PENDIDIKAN
NASIONAL
“DI
PERSIMPANGAN JALAN”
-----------------------------------------------------------------------------
Oleh: Drs.Samsuddin M.Ag*)
A.
Pendahuluan
Salah satu
agenda besar negara Republik Indonesia (RI) adalah menciptakan rakyat cerdas,
cemerlang dan sejahtera, tujuan ini termaktub jelas di dalam pembukaan UUD 45
bahwa tujuan kita untuk membentuk Negara Kesatuan Republik Indonesia (RI) ialah
untuk mencerdaskan kehidupan bangsa. Paradigma tujuan ini cukup bermakna
pisikologis yakni bangsa yang cerdas sudah barang tentu secara sistemik aspek
kehidupan rakyat akan sejahtera lahir dan batin. Tentunya mari kita angkat
tangan kepada para pendahulu kita yang telah meletakkan dasar-dasar tujuan
Negara yang begitu jelas dan afik itu.

########

[TANTANGAN 1]: Salin tanpa perubahan seluruh bagian tulisan tentang pendidikan nasional, mulai dari "Pendahuluan" sampai ke "dan afik itu.".
[TANTANGAN 2]: Menurut tulisan tentang pendidikan nasional, salah satu agenda besar negara Republik Indonesia adalah menciptakan rakyat dengan sifat-sifat tertentu. Sebutkan semua sifat tersebut.

########

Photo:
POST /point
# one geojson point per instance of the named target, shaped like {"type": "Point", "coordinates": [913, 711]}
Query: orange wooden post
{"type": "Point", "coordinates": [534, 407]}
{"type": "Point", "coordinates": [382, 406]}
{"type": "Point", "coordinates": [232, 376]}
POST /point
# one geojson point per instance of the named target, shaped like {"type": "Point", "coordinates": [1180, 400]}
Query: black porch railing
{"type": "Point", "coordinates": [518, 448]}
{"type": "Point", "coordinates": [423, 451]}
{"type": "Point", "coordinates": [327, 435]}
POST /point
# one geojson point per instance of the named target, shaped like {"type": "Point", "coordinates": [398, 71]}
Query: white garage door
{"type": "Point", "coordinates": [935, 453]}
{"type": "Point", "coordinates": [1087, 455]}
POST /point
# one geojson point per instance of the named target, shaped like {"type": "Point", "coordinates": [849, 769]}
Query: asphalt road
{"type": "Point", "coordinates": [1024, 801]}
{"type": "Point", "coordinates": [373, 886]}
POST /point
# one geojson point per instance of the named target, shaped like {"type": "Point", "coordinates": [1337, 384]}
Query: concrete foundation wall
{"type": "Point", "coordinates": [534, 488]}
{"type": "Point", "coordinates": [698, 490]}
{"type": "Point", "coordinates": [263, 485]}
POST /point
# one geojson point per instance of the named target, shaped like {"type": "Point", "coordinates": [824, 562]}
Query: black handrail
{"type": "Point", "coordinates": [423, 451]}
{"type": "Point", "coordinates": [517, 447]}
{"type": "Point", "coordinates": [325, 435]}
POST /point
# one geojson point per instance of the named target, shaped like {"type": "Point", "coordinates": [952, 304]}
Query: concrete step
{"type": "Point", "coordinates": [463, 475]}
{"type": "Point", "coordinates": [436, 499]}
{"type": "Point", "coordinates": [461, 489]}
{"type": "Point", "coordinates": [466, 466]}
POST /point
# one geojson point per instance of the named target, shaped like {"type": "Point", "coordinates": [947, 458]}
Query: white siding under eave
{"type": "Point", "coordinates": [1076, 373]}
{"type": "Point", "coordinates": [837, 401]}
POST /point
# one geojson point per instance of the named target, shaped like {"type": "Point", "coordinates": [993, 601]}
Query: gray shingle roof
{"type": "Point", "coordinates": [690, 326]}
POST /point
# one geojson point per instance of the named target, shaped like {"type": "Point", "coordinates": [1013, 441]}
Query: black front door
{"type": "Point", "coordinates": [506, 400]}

########

[JAWABAN 1]:
Pendahuluan
Salah satu
agenda besar negara Republik Indonesia (RI) adalah menciptakan rakyat cerdas,
cemerlang dan sejahtera, tujuan ini termaktub jelas di dalam pembukaan UUD 45
bahwa tujuan kita untuk membentuk Negara Kesatuan Republik Indonesia (RI) ialah
untuk mencerdaskan kehidupan bangsa. Paradigma tujuan ini cukup bermakna
pisikologis yakni bangsa yang cerdas sudah barang tentu secara sistemik aspek
kehidupan rakyat akan sejahtera lahir dan batin. Tentunya mari kita angkat
tangan kepada para pendahulu kita yang telah meletakkan dasar-dasar tujuan
Negara yang begitu jelas dan afik itu.

[JAWABAN 2]: cerdas, cemerlang, sejahtera